> **Source extract**
☆ ☆ ☆ ☆

On cross-examination, prosecutor Frank Costello skewered Akhil with sarcasm.

"Are you trying to tell this jury that you had nothing to do with this business?"

"I was helping him in his business."

"They were your customers, too, weren't they?"

"Sir, I was helping my father. I don't have any choice."

"Nobody forced you to do it, did they?"

"Nobody forced me to work; I was obliged to do it, it's -"

"You had $8 million in accounts in your and your friends' names, didn't you?"

"Yes, sir."

"Not bad, was it?"

"I have seen more money than that."

FEDERAL DETENTION CENTER

Visiting room, two months later. Akhil leaned forward in his hard prison chair and explained the law to his lawyer.

Yes, the jury had quickly convicted him on 19 drug and money-laundering charges. Yes, he faced a minimum mandatory 20 years in prison, maybe even 30 years. But he had been up late in his cell studying American law books, reviewing evidence in his case, especially some suspicious entries in his Hotmail account records. Foram, who was not charged, was helping when she could from the outside.

☆ ☆ ☆ ☆

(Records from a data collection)

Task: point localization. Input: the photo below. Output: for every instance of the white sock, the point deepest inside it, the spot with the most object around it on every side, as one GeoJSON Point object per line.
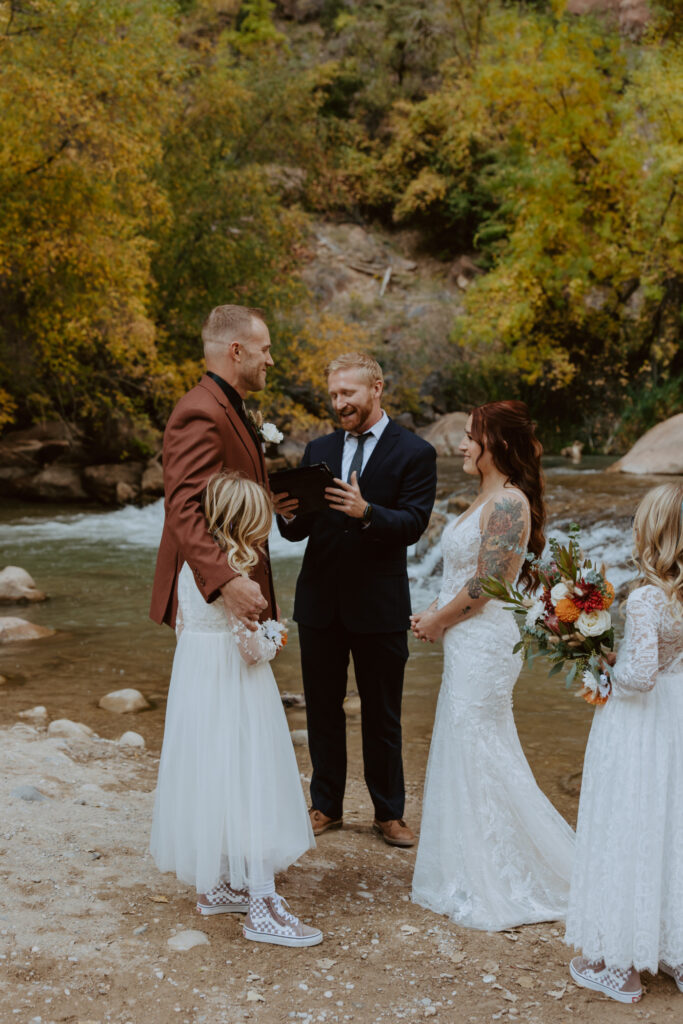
{"type": "Point", "coordinates": [263, 889]}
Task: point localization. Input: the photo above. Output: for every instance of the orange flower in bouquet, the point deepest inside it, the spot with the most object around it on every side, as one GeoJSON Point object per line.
{"type": "Point", "coordinates": [567, 621]}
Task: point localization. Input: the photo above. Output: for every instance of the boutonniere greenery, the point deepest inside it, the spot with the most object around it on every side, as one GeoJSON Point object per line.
{"type": "Point", "coordinates": [266, 431]}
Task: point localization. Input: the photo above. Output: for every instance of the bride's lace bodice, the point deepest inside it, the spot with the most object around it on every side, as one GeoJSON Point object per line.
{"type": "Point", "coordinates": [652, 641]}
{"type": "Point", "coordinates": [461, 547]}
{"type": "Point", "coordinates": [196, 615]}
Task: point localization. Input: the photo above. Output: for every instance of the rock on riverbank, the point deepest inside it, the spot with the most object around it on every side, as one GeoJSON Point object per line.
{"type": "Point", "coordinates": [659, 451]}
{"type": "Point", "coordinates": [86, 919]}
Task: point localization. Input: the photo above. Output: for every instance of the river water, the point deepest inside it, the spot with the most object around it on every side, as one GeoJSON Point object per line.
{"type": "Point", "coordinates": [96, 566]}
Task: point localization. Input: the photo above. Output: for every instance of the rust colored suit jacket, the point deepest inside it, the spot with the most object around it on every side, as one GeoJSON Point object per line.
{"type": "Point", "coordinates": [204, 435]}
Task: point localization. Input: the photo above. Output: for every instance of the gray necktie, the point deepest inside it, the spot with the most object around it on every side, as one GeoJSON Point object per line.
{"type": "Point", "coordinates": [356, 461]}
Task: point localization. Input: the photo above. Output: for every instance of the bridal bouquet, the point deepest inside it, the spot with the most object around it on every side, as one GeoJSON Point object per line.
{"type": "Point", "coordinates": [568, 621]}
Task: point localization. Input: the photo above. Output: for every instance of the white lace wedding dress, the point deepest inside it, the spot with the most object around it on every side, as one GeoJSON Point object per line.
{"type": "Point", "coordinates": [494, 852]}
{"type": "Point", "coordinates": [626, 903]}
{"type": "Point", "coordinates": [229, 803]}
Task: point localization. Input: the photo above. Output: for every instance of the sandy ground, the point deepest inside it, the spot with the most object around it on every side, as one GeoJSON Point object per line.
{"type": "Point", "coordinates": [86, 918]}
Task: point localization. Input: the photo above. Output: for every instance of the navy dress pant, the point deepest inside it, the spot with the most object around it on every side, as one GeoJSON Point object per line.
{"type": "Point", "coordinates": [379, 660]}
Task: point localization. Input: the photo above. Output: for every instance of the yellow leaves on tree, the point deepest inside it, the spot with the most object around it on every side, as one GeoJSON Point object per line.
{"type": "Point", "coordinates": [81, 94]}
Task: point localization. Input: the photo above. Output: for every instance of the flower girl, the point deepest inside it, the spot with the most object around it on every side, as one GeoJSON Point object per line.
{"type": "Point", "coordinates": [626, 902]}
{"type": "Point", "coordinates": [229, 810]}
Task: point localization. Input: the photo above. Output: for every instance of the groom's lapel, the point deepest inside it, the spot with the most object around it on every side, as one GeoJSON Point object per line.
{"type": "Point", "coordinates": [248, 439]}
{"type": "Point", "coordinates": [389, 438]}
{"type": "Point", "coordinates": [334, 459]}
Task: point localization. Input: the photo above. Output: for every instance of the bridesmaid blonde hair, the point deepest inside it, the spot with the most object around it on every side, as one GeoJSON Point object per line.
{"type": "Point", "coordinates": [657, 529]}
{"type": "Point", "coordinates": [239, 515]}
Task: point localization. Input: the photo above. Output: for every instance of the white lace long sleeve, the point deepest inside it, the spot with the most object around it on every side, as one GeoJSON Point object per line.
{"type": "Point", "coordinates": [255, 647]}
{"type": "Point", "coordinates": [638, 658]}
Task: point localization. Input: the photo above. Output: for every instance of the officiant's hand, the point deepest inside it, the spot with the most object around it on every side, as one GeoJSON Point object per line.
{"type": "Point", "coordinates": [284, 505]}
{"type": "Point", "coordinates": [346, 498]}
{"type": "Point", "coordinates": [243, 598]}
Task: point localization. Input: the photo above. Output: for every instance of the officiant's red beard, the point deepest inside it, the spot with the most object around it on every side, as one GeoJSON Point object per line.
{"type": "Point", "coordinates": [353, 417]}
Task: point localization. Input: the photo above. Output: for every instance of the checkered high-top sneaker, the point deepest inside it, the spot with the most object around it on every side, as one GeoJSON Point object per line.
{"type": "Point", "coordinates": [674, 972]}
{"type": "Point", "coordinates": [269, 920]}
{"type": "Point", "coordinates": [612, 981]}
{"type": "Point", "coordinates": [223, 899]}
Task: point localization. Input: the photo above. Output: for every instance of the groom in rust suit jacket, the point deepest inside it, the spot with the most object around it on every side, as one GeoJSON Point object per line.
{"type": "Point", "coordinates": [209, 431]}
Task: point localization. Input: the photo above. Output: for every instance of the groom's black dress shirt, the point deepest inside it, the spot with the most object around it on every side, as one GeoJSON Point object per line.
{"type": "Point", "coordinates": [235, 398]}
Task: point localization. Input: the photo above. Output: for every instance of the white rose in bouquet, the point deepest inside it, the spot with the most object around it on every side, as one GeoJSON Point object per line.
{"type": "Point", "coordinates": [593, 624]}
{"type": "Point", "coordinates": [270, 434]}
{"type": "Point", "coordinates": [535, 613]}
{"type": "Point", "coordinates": [558, 592]}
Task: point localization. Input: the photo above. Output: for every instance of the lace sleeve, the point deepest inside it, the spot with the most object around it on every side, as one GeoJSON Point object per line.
{"type": "Point", "coordinates": [255, 647]}
{"type": "Point", "coordinates": [638, 658]}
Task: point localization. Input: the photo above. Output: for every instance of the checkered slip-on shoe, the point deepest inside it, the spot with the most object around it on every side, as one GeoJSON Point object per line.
{"type": "Point", "coordinates": [269, 920]}
{"type": "Point", "coordinates": [609, 980]}
{"type": "Point", "coordinates": [222, 899]}
{"type": "Point", "coordinates": [674, 972]}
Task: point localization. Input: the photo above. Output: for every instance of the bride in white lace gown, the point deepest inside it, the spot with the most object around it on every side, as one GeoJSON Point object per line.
{"type": "Point", "coordinates": [494, 852]}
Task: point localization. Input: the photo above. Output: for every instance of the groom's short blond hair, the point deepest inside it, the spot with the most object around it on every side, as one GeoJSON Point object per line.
{"type": "Point", "coordinates": [367, 367]}
{"type": "Point", "coordinates": [227, 324]}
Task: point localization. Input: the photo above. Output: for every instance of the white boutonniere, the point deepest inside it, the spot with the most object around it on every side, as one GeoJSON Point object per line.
{"type": "Point", "coordinates": [267, 431]}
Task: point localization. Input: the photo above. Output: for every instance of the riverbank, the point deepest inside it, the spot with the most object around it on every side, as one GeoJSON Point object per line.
{"type": "Point", "coordinates": [86, 918]}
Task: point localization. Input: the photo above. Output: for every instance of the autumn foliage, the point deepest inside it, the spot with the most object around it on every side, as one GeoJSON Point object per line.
{"type": "Point", "coordinates": [146, 160]}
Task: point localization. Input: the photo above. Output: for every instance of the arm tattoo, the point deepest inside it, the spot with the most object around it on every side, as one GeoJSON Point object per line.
{"type": "Point", "coordinates": [500, 543]}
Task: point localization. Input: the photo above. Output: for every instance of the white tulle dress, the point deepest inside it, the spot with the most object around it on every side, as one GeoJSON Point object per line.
{"type": "Point", "coordinates": [229, 803]}
{"type": "Point", "coordinates": [626, 903]}
{"type": "Point", "coordinates": [494, 852]}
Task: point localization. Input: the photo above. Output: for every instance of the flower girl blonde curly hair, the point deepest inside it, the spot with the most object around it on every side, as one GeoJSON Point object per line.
{"type": "Point", "coordinates": [657, 528]}
{"type": "Point", "coordinates": [239, 514]}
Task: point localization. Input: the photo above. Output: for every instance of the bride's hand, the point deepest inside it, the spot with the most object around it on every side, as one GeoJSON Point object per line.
{"type": "Point", "coordinates": [425, 626]}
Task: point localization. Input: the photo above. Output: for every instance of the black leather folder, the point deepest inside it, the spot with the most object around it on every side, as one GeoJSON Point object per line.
{"type": "Point", "coordinates": [307, 483]}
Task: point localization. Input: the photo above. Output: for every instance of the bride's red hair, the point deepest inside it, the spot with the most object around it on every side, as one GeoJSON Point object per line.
{"type": "Point", "coordinates": [505, 429]}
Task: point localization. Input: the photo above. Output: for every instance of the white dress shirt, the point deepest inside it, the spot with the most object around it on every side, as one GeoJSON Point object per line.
{"type": "Point", "coordinates": [351, 443]}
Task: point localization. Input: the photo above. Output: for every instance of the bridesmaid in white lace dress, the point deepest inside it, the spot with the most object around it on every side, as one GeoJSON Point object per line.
{"type": "Point", "coordinates": [626, 904]}
{"type": "Point", "coordinates": [494, 852]}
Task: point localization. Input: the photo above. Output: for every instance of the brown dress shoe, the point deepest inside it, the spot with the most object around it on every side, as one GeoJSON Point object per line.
{"type": "Point", "coordinates": [394, 833]}
{"type": "Point", "coordinates": [319, 822]}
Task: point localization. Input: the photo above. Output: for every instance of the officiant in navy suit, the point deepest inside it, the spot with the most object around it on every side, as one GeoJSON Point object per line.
{"type": "Point", "coordinates": [352, 594]}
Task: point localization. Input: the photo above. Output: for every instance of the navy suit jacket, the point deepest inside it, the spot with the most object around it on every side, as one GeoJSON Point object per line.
{"type": "Point", "coordinates": [359, 574]}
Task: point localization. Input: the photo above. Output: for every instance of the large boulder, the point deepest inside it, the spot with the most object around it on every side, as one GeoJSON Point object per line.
{"type": "Point", "coordinates": [38, 445]}
{"type": "Point", "coordinates": [659, 451]}
{"type": "Point", "coordinates": [115, 483]}
{"type": "Point", "coordinates": [55, 483]}
{"type": "Point", "coordinates": [63, 728]}
{"type": "Point", "coordinates": [12, 629]}
{"type": "Point", "coordinates": [16, 587]}
{"type": "Point", "coordinates": [123, 701]}
{"type": "Point", "coordinates": [153, 481]}
{"type": "Point", "coordinates": [445, 433]}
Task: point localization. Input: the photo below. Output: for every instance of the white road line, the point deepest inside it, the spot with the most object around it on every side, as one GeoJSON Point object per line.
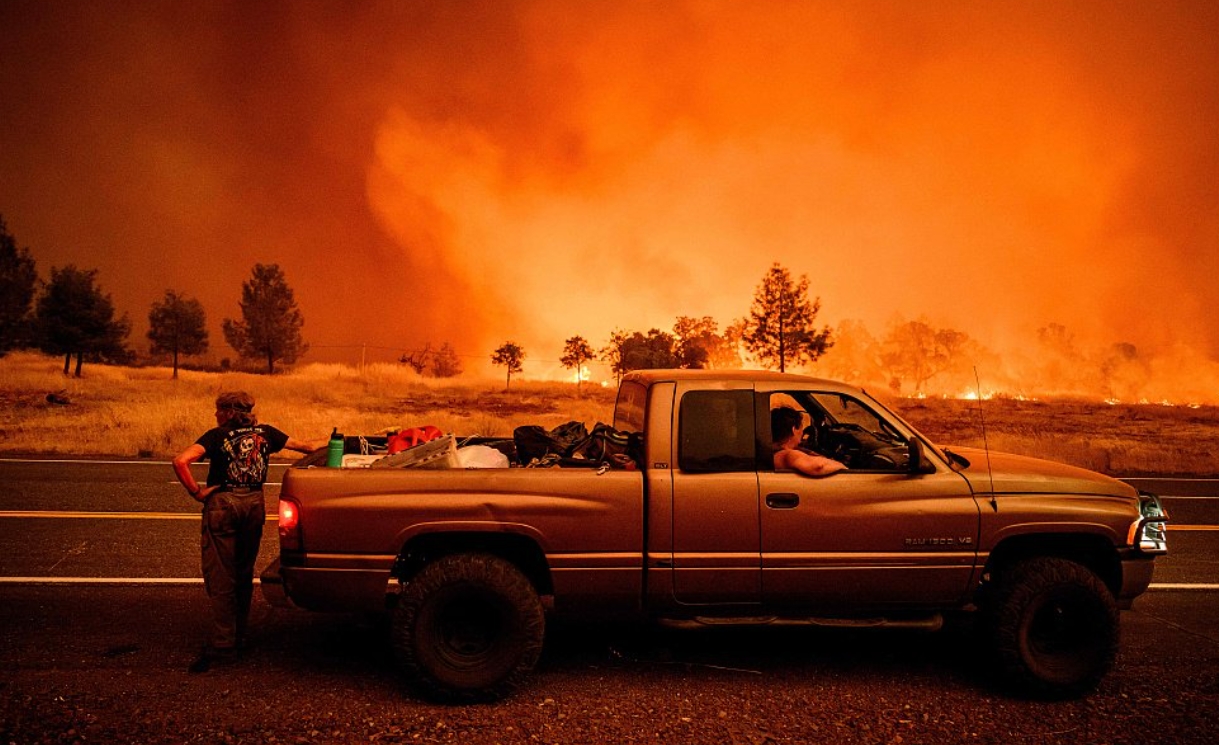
{"type": "Point", "coordinates": [1183, 585]}
{"type": "Point", "coordinates": [105, 581]}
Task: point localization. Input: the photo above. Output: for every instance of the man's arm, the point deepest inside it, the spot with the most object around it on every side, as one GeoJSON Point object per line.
{"type": "Point", "coordinates": [182, 470]}
{"type": "Point", "coordinates": [811, 465]}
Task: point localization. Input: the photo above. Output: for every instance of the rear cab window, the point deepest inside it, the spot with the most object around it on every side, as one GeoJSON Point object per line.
{"type": "Point", "coordinates": [716, 432]}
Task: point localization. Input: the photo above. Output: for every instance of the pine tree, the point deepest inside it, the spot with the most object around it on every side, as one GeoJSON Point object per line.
{"type": "Point", "coordinates": [271, 323]}
{"type": "Point", "coordinates": [779, 328]}
{"type": "Point", "coordinates": [177, 326]}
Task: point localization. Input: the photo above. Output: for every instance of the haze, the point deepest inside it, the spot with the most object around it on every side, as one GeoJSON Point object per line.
{"type": "Point", "coordinates": [474, 172]}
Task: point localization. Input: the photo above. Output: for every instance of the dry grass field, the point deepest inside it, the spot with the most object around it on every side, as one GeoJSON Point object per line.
{"type": "Point", "coordinates": [143, 412]}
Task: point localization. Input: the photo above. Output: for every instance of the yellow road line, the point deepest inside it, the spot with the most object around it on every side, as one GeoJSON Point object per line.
{"type": "Point", "coordinates": [71, 515]}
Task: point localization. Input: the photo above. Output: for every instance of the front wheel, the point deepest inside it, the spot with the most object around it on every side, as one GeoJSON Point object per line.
{"type": "Point", "coordinates": [468, 627]}
{"type": "Point", "coordinates": [1053, 628]}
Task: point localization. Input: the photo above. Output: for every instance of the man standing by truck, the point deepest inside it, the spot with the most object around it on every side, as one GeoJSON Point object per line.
{"type": "Point", "coordinates": [238, 449]}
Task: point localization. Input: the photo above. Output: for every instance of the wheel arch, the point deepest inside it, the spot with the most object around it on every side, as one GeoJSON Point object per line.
{"type": "Point", "coordinates": [1087, 549]}
{"type": "Point", "coordinates": [521, 550]}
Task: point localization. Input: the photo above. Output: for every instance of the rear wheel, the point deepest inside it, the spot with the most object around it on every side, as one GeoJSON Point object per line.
{"type": "Point", "coordinates": [1053, 627]}
{"type": "Point", "coordinates": [468, 627]}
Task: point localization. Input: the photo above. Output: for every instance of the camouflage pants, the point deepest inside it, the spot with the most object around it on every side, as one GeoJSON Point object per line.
{"type": "Point", "coordinates": [231, 538]}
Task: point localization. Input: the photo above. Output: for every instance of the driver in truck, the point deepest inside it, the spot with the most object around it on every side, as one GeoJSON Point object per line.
{"type": "Point", "coordinates": [786, 432]}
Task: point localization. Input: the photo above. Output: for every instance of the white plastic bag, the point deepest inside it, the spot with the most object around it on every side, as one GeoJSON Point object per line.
{"type": "Point", "coordinates": [480, 456]}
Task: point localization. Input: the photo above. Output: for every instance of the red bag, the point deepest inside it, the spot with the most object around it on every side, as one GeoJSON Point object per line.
{"type": "Point", "coordinates": [412, 437]}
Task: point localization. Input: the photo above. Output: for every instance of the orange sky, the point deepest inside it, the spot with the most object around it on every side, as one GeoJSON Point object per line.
{"type": "Point", "coordinates": [474, 172]}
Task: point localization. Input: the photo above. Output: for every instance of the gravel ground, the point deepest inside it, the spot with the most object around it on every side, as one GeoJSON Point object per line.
{"type": "Point", "coordinates": [109, 666]}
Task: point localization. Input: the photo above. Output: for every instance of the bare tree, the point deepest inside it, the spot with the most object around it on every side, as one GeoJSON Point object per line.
{"type": "Point", "coordinates": [18, 279]}
{"type": "Point", "coordinates": [511, 356]}
{"type": "Point", "coordinates": [74, 317]}
{"type": "Point", "coordinates": [577, 352]}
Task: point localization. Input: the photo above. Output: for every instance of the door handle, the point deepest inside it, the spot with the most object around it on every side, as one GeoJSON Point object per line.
{"type": "Point", "coordinates": [781, 500]}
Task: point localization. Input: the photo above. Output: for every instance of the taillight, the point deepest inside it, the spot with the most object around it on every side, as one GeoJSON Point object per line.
{"type": "Point", "coordinates": [289, 524]}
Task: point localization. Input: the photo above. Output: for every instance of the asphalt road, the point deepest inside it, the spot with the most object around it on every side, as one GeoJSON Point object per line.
{"type": "Point", "coordinates": [101, 609]}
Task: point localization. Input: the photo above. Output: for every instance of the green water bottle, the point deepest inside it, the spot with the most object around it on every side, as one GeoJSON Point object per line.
{"type": "Point", "coordinates": [334, 451]}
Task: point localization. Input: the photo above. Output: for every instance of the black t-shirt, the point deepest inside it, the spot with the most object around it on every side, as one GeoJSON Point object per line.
{"type": "Point", "coordinates": [238, 455]}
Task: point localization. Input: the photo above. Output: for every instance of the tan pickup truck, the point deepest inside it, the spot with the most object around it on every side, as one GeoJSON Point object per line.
{"type": "Point", "coordinates": [469, 562]}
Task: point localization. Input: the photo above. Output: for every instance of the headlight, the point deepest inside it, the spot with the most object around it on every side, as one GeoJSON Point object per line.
{"type": "Point", "coordinates": [1150, 533]}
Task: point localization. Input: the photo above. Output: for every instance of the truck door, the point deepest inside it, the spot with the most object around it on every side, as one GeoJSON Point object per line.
{"type": "Point", "coordinates": [872, 535]}
{"type": "Point", "coordinates": [716, 543]}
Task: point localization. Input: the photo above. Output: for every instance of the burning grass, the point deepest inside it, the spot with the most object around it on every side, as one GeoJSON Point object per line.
{"type": "Point", "coordinates": [129, 412]}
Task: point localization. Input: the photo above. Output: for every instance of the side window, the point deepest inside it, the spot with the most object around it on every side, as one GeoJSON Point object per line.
{"type": "Point", "coordinates": [628, 412]}
{"type": "Point", "coordinates": [716, 431]}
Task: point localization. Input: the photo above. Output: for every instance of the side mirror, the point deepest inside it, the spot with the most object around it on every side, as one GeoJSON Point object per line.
{"type": "Point", "coordinates": [918, 462]}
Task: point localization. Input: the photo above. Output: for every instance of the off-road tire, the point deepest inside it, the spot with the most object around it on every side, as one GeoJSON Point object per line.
{"type": "Point", "coordinates": [468, 628]}
{"type": "Point", "coordinates": [1053, 628]}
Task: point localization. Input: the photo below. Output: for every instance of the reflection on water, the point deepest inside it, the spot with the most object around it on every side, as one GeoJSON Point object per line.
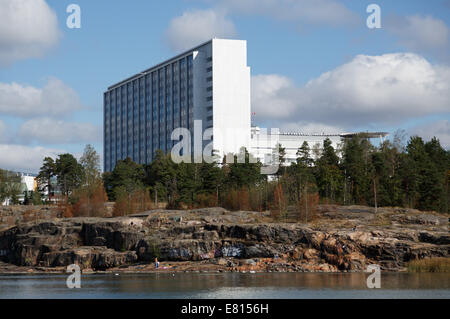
{"type": "Point", "coordinates": [229, 285]}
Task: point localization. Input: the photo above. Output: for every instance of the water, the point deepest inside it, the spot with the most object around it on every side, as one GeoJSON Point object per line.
{"type": "Point", "coordinates": [227, 285]}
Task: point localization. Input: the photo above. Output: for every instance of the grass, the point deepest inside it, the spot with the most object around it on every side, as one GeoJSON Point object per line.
{"type": "Point", "coordinates": [437, 264]}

☆ ☆ ☆ ☆

> **Exercise set**
(1) Please write out the part of the trial excerpt beginning at the words "Yes, the jury" and stopping after "from the outside.".
(2) Translate this sentence from the trial excerpt into Spanish: "Akhil leaned forward in his hard prison chair and explained the law to his lawyer."

> **Results in order**
(1)
Yes, the jury had quickly convicted him on 19 drug and money-laundering charges. Yes, he faced a minimum mandatory 20 years in prison, maybe even 30 years. But he had been up late in his cell studying American law books, reviewing evidence in his case, especially some suspicious entries in his Hotmail account records. Foram, who was not charged, was helping when she could from the outside.

(2) Akhil se inclinó hacia adelante en su dura silla de prisión y le explicó la ley a su abogado.